▸ **PROBLEM TO WORK ON**: Take the entries below and print only the lines from the one with "box: [405, 92, 445, 141]" through the one with "positive clicks: (561, 120)", exactly as they stand, both ends included.

======== STORED DATA ========

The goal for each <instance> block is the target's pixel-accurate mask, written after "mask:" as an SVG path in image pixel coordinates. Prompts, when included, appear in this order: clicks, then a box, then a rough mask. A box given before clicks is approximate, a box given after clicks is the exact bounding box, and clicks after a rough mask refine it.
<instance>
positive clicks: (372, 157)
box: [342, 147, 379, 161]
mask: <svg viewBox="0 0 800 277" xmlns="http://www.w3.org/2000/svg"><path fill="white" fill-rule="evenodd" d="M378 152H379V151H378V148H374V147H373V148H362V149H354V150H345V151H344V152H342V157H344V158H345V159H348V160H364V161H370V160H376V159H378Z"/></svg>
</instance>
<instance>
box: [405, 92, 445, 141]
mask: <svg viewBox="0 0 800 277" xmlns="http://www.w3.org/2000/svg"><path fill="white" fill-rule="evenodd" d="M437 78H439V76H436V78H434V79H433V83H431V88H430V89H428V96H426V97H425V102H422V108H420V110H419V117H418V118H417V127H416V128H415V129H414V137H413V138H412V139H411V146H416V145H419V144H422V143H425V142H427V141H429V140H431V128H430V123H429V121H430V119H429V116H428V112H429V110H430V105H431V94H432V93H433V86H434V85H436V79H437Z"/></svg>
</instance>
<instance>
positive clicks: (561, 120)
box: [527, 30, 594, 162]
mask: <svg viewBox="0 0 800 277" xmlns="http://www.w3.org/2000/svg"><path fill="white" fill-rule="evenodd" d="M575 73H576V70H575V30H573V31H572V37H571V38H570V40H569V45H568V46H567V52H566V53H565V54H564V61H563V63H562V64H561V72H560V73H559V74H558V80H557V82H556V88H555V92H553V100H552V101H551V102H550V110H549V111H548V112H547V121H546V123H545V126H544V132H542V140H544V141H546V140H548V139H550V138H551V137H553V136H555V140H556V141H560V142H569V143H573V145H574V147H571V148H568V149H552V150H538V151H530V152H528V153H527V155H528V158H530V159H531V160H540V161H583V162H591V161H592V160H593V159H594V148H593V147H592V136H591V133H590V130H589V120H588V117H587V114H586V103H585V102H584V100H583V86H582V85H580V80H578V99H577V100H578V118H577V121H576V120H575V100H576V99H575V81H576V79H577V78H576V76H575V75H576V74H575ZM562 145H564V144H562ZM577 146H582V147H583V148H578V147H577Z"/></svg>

========

▸ **OUTPUT OF THE TASK**:
box: [405, 92, 445, 141]
mask: <svg viewBox="0 0 800 277" xmlns="http://www.w3.org/2000/svg"><path fill="white" fill-rule="evenodd" d="M437 78H439V76H436V78H434V79H433V83H431V88H430V89H428V96H426V97H425V102H422V108H420V110H419V117H418V118H417V127H416V128H415V129H414V137H413V138H412V139H411V146H416V145H419V144H422V143H425V142H427V141H429V140H431V128H430V123H429V121H430V119H429V116H428V112H429V110H430V105H431V94H432V93H433V86H434V85H436V79H437Z"/></svg>
</instance>
<instance>
positive clicks: (561, 120)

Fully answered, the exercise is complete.